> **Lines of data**
══════════════════════════════

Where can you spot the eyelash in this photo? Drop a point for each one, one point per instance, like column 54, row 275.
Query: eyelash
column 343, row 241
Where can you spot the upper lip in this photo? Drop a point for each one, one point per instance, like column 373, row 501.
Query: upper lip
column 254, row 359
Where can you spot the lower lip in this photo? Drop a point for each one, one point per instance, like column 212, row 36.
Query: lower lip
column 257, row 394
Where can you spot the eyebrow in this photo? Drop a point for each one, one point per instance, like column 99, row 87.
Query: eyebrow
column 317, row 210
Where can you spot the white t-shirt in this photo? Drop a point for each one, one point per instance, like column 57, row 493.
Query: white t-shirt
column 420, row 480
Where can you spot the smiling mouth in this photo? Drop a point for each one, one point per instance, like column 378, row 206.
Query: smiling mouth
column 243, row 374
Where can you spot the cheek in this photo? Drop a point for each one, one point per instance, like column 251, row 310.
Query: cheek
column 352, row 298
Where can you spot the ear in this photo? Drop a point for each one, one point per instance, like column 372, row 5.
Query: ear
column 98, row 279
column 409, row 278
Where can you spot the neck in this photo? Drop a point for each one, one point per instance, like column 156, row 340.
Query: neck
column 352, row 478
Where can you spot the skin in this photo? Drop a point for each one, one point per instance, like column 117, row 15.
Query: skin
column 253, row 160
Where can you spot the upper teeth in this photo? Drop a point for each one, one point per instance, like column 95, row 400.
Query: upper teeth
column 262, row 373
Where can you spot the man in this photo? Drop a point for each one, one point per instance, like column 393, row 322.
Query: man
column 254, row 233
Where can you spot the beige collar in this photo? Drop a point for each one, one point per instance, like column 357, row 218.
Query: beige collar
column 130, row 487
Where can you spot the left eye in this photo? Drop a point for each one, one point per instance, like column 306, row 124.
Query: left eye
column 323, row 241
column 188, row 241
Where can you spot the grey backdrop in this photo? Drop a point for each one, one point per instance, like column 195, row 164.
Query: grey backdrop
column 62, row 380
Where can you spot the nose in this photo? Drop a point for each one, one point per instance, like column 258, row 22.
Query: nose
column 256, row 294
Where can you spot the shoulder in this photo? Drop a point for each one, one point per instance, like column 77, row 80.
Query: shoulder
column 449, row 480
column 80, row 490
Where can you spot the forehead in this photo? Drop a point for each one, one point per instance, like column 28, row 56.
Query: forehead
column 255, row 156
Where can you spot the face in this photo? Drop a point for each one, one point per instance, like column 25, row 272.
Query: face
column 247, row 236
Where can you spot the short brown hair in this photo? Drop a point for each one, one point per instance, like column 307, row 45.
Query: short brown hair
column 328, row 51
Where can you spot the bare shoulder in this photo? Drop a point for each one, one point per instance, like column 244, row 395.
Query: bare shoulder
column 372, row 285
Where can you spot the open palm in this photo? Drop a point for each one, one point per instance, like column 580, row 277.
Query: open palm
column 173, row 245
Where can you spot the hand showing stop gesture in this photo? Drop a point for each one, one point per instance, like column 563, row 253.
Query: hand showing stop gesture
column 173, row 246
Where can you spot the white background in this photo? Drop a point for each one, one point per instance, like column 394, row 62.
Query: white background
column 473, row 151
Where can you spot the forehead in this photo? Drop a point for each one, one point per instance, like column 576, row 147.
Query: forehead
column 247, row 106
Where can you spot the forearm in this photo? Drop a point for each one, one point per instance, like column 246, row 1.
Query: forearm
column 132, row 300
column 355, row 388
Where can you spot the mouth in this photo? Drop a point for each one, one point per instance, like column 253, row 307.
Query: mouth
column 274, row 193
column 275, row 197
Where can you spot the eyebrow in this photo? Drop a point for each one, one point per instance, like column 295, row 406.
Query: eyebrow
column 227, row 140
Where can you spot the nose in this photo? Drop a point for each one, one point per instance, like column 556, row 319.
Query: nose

══════════════════════════════

Copy out every line of the entries above without changing anything.

> **Reply**
Where can you spot the eyelash in this photo? Drop a point for each one, one point per instance, like column 54, row 275.
Query: eyelash
column 343, row 241
Where can you spot the upper lip in this photo? Drop a point for each one, one point per instance, like column 373, row 501.
Query: upper lip
column 254, row 359
Where can you spot the lower lip in this photo? Drop a point for each one, one point per instance, like column 212, row 36.
Query: lower lip
column 257, row 394
Where can you spot the eyebrow in this photo? Drop a point for each one, one point per instance, like column 99, row 87.
Query: eyebrow
column 317, row 210
Where can you spot the white t-shirt in this photo? Drop a point for each one, one point per instance, like column 57, row 493.
Query: white t-shirt
column 420, row 480
Where can you spot the smiling mouth in this photo? Drop a point for each one, one point per instance, like column 378, row 206.
Query: smiling mouth
column 243, row 374
Where can you spot the cheek in this photo? Drop a point for each one, one point per instance, like column 251, row 310.
Query: cheek
column 352, row 298
Where can you spot the ear in this photo? Drop a point for each one, one point per instance, like column 372, row 5.
Query: ear
column 98, row 279
column 409, row 278
Where can you spot the neck in this photo? Drop a point for each one, one point per instance, like column 156, row 340.
Query: neck
column 352, row 478
Where can you spot the skin in this photo? Drop a point for each one, one point per instance, like column 117, row 15.
Query: skin
column 253, row 160
Where can you spot the upper teeth in this photo? Drop a point for each one, one point per instance, like column 95, row 400.
Query: upper teeth
column 262, row 373
Where can you spot the man in this photo? Drop a point for each one, one point per instance, like column 393, row 322.
Query: man
column 254, row 233
Where can you spot the beige collar in this photo? Drop a point for each one, one point per instance, like column 357, row 218.
Query: beige collar
column 130, row 487
Where can you spot the left eye in this photo? Drop a point for each one, one point per instance, like column 306, row 124.
Query: left eye
column 323, row 241
column 188, row 241
Where can you spot the grey backdrop in this photo? Drop a point for each one, one point per instance, like column 195, row 164.
Query: grey backdrop
column 62, row 380
Where can you spot the nose in this photo? Drop a point for each one, one point per instance, like column 258, row 22.
Query: nose
column 256, row 294
Where can you spot the shoulder in this photo? Drop a point for each one, one point per instance, like column 77, row 80.
Query: shoulder
column 449, row 480
column 80, row 490
Where can you spot the forehead in this photo? Drop a point for each one, one point per instance, like column 28, row 56.
Query: forehead
column 255, row 156
Where can you spot the face in this photo? Drop a point for each one, one point per instance, like column 25, row 272.
Query: face
column 247, row 236
Where can you spot the short brown hair in this photo? Drop a point for each one, one point per instance, like column 307, row 45.
Query: short brown hair
column 328, row 51
Where can you spot the bare shoulder in this photo? Drop a point for each one, one point per instance, like column 244, row 395.
Query: bare shoulder
column 372, row 285
Where can you spot the open palm in this photo? Drop a point for each one, one point per instance, like column 580, row 277.
Query: open palm
column 173, row 245
Where can you spot the hand showing stop gesture in this photo? Drop a point for each one, one point per instance, like column 563, row 253.
Query: hand showing stop gesture
column 173, row 246
Where can you spot the white background in this photo? Drop a point for each one, one point per instance, like column 394, row 62.
Query: white background
column 473, row 151
Where can you spot the forehead in this photo? Drop a point for each one, one point per instance, like column 576, row 147.
Query: forehead
column 247, row 106
Where can you spot the forearm in this photo? Drop a point for each one, one point per instance, like column 246, row 1.
Query: forearm
column 132, row 300
column 355, row 388
Where can you spot the mouth in this photo? Drop a point for each one, one point per instance, like column 253, row 307.
Query: mouth
column 274, row 193
column 275, row 197
Where can you spot the eyebrow in this photo? Drop a point for each one, one point per instance, like column 295, row 406.
Query: eyebrow
column 227, row 140
Where can you spot the nose in this photo? Drop a point for each one, one point per instance, like column 556, row 319.
Query: nose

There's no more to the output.